New Zealand dancer (born 1976)

Brendan Cole (born 23 April 1976) is a New Zealand ballroom dancer, specialising in Latin American dancing. He is most famous for appearing as a professional dancer on the BBC One show, Strictly Come Dancing from 2004 to 2017. From 2005 to 2009, he was a judge on the New Zealand version of the show, Dancing with the Stars.

==Early life and career==
Cole was born in 1976, in Christchurch, New Zealand. He learned to dance at the age of six, along his brother and sister. As a child, he won the Juvenile, Junior and Youth Champion of New Zealand. He moved to the United Kingdom when he was eighteen, where he studied the pasodoble, ballroom and ballet at Donaheys, Clayton, Manchester. Before becoming a professional dancer Cole was a builder and roof layer, having left school at 17.

He danced with Camilla Dallerup, a fellow contestant on the BBC's earlier long-running show Come Dancing, as amateurs from 1996 to 1999, and professional from 2002 to 2004. Despite Dallerup being Danish-born, they competed in Latin for New Zealand, for seven years. In 2002, they won the Professional Latin New Zealand National Championships in Auckland. In 2003, they won the Professional Latin Universal Open in Frimley Green, England. and the BATD English Championships in Watford. The same year they won the New Zealand Closed National Championships in Wellington, and won the Taiwan International in Taipei.

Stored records

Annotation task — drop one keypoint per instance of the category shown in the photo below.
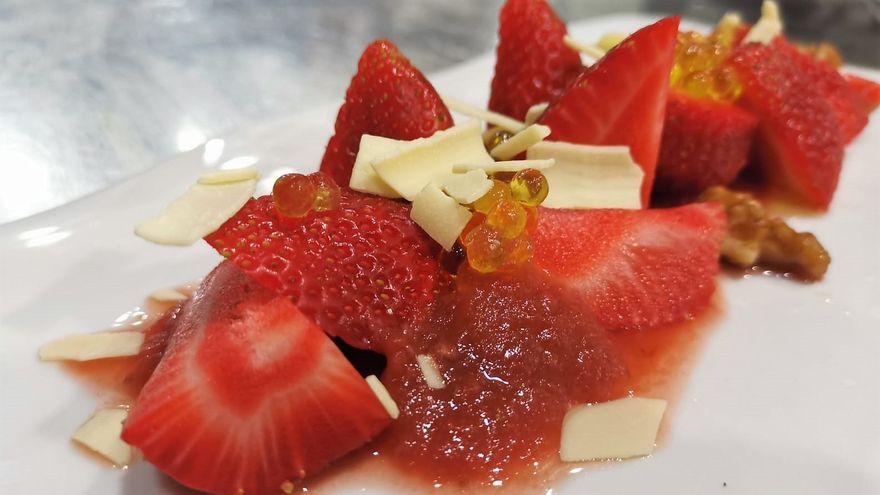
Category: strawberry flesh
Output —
(249, 394)
(799, 141)
(705, 143)
(364, 271)
(533, 64)
(387, 97)
(621, 99)
(845, 102)
(868, 91)
(635, 269)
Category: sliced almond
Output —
(101, 434)
(587, 176)
(363, 176)
(432, 375)
(440, 216)
(202, 209)
(90, 346)
(618, 429)
(428, 160)
(520, 142)
(535, 112)
(467, 187)
(768, 27)
(506, 166)
(383, 396)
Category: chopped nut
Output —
(754, 237)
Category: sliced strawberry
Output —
(533, 64)
(799, 141)
(867, 90)
(636, 269)
(844, 100)
(387, 97)
(621, 99)
(250, 393)
(705, 143)
(364, 271)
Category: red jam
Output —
(515, 352)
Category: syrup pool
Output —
(656, 363)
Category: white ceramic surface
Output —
(785, 397)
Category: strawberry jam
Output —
(515, 353)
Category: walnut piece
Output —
(756, 238)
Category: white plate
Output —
(785, 397)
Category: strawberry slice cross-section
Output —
(636, 269)
(621, 99)
(387, 97)
(250, 394)
(364, 271)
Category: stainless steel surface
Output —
(93, 92)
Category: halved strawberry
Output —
(843, 99)
(250, 393)
(636, 269)
(533, 65)
(364, 271)
(867, 90)
(799, 141)
(621, 99)
(387, 97)
(705, 143)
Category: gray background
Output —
(92, 92)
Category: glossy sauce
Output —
(117, 381)
(657, 364)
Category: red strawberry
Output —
(844, 100)
(636, 269)
(705, 143)
(250, 393)
(387, 97)
(155, 342)
(621, 99)
(867, 90)
(533, 65)
(799, 142)
(364, 271)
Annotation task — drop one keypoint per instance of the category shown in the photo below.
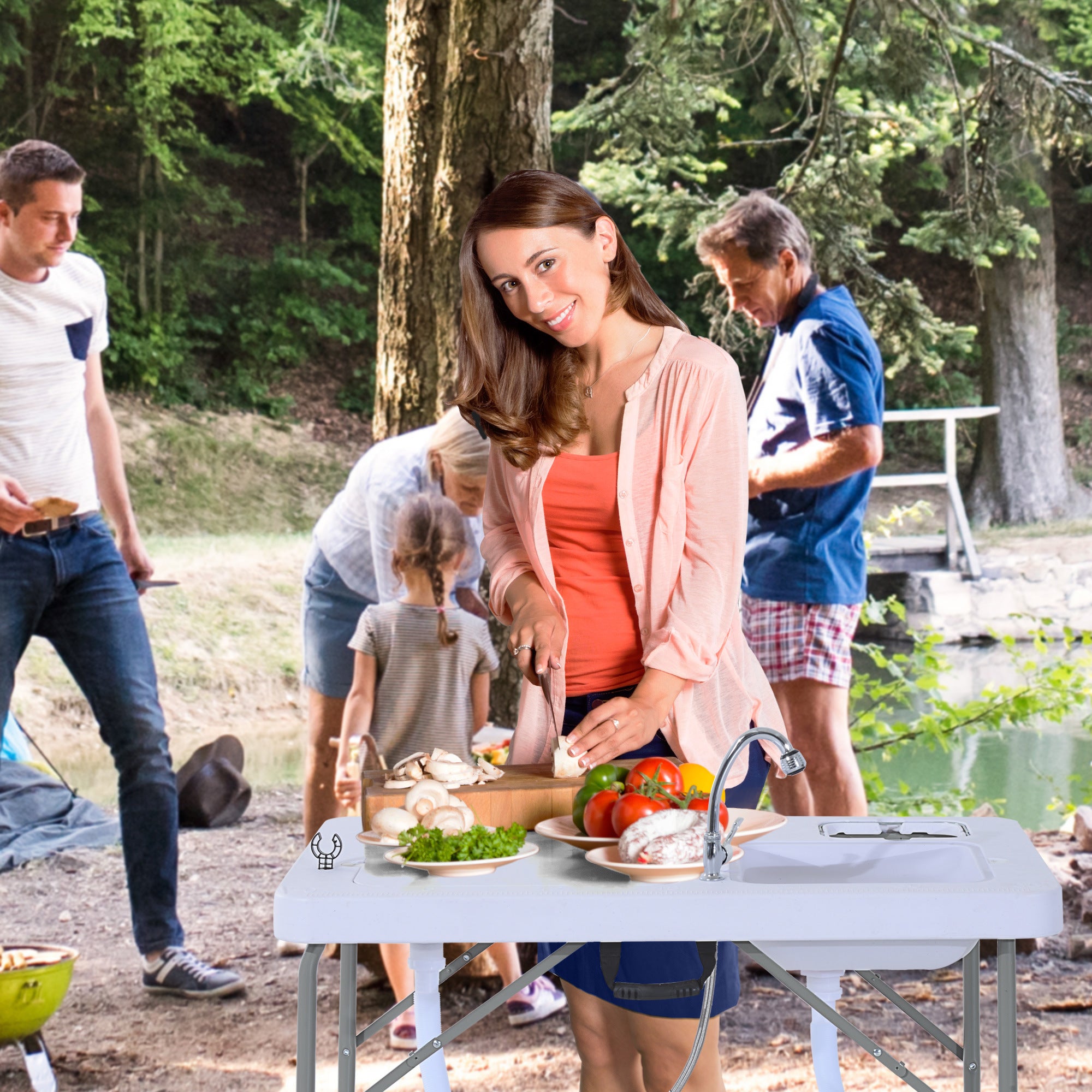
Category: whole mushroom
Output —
(426, 797)
(449, 821)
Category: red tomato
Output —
(598, 814)
(632, 808)
(659, 769)
(703, 805)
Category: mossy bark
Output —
(1022, 473)
(467, 101)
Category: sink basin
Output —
(870, 872)
(863, 862)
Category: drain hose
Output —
(828, 987)
(699, 1042)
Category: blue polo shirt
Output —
(825, 375)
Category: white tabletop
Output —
(557, 896)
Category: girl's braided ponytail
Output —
(430, 536)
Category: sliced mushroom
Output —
(452, 770)
(447, 820)
(469, 818)
(489, 771)
(425, 797)
(390, 823)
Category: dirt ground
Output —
(111, 1036)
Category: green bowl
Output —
(31, 996)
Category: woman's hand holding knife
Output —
(538, 633)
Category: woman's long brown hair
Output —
(521, 383)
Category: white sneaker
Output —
(535, 1003)
(402, 1035)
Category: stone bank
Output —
(1044, 578)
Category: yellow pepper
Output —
(697, 777)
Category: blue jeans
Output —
(73, 588)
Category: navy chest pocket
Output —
(80, 338)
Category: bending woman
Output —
(350, 569)
(615, 520)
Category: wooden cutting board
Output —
(526, 794)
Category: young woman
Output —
(615, 519)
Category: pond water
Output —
(1019, 770)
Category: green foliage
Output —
(182, 112)
(871, 118)
(904, 704)
(476, 845)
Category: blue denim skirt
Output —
(662, 960)
(330, 613)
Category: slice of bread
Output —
(54, 507)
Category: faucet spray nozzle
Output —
(792, 763)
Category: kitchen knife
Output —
(549, 695)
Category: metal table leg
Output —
(972, 1035)
(1006, 1016)
(428, 963)
(306, 1018)
(347, 1022)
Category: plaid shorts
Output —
(802, 640)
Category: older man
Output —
(815, 437)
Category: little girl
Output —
(421, 680)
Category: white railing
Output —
(956, 521)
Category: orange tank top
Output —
(590, 571)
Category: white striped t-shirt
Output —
(46, 333)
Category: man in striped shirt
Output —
(65, 578)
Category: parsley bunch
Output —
(474, 845)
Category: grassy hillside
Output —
(193, 472)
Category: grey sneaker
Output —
(180, 972)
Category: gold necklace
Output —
(590, 387)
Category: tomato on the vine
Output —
(598, 814)
(702, 804)
(661, 770)
(632, 808)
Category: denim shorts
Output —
(331, 611)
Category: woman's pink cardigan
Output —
(683, 505)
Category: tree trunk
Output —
(302, 168)
(143, 238)
(467, 101)
(1022, 474)
(158, 252)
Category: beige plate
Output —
(563, 829)
(607, 857)
(755, 824)
(461, 868)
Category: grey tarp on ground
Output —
(40, 816)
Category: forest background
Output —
(235, 152)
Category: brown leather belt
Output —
(40, 528)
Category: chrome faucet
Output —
(792, 763)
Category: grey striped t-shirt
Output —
(423, 689)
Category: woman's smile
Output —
(563, 319)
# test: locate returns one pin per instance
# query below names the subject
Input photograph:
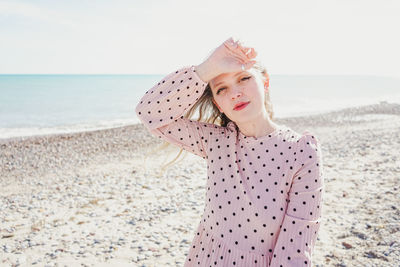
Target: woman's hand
(228, 57)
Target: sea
(38, 104)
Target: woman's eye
(220, 90)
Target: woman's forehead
(229, 76)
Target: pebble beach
(94, 199)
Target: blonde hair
(209, 113)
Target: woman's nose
(236, 93)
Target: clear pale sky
(157, 36)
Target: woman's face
(248, 86)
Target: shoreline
(383, 107)
(89, 198)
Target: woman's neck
(257, 128)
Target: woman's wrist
(204, 72)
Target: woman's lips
(242, 106)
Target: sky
(307, 37)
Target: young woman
(265, 183)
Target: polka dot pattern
(263, 195)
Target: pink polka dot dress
(263, 195)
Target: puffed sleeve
(162, 107)
(298, 233)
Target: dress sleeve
(298, 232)
(162, 107)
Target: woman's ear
(215, 103)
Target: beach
(91, 199)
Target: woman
(265, 182)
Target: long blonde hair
(209, 113)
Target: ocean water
(45, 104)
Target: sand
(90, 199)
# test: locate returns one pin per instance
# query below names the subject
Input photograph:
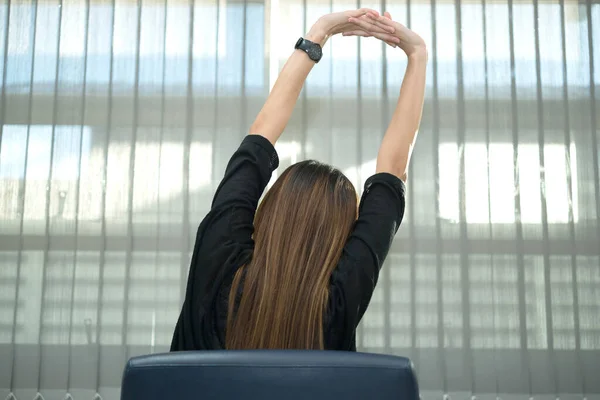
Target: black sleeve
(353, 281)
(224, 237)
(233, 207)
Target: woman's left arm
(277, 110)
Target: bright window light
(490, 190)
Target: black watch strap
(313, 49)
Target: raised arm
(399, 140)
(397, 145)
(275, 114)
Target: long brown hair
(300, 229)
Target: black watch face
(315, 53)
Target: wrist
(317, 34)
(419, 54)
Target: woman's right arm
(398, 142)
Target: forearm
(275, 114)
(397, 145)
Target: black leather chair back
(269, 374)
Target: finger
(378, 21)
(382, 22)
(385, 23)
(372, 26)
(369, 24)
(361, 12)
(366, 34)
(357, 33)
(386, 37)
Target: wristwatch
(313, 50)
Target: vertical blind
(117, 119)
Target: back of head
(301, 227)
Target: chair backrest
(269, 374)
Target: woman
(299, 272)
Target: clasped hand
(367, 23)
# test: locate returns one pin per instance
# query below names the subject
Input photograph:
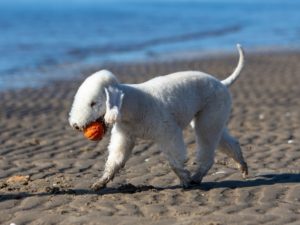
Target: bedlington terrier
(158, 110)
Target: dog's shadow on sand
(262, 180)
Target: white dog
(158, 110)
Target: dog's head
(95, 97)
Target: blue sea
(44, 40)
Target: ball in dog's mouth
(95, 130)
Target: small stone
(261, 116)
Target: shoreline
(73, 71)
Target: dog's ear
(114, 100)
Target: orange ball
(95, 131)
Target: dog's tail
(230, 80)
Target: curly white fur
(158, 110)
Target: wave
(128, 47)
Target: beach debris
(95, 131)
(18, 179)
(261, 116)
(130, 188)
(219, 172)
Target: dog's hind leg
(174, 148)
(231, 147)
(209, 125)
(120, 148)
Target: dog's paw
(111, 116)
(98, 185)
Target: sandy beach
(60, 164)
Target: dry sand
(36, 140)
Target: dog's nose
(76, 126)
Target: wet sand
(36, 140)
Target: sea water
(44, 40)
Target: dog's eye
(93, 104)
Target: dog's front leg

__WHAT IS BEING ASKED__
Write out the passage on Brendan Cole from "He danced with" up to and including "International in Taipei.", switching "competed" to "danced".

__WRITTEN RESPONSE__
He danced with Camilla Dallerup, a fellow contestant on the BBC's earlier long-running show Come Dancing, as amateurs from 1996 to 1999, and professional from 2002 to 2004. Despite Dallerup being Danish-born, they danced in Latin for New Zealand, for seven years. In 2002, they won the Professional Latin New Zealand National Championships in Auckland. In 2003, they won the Professional Latin Universal Open in Frimley Green, England. and the BATD English Championships in Watford. The same year they won the New Zealand Closed National Championships in Wellington, and won the Taiwan International in Taipei.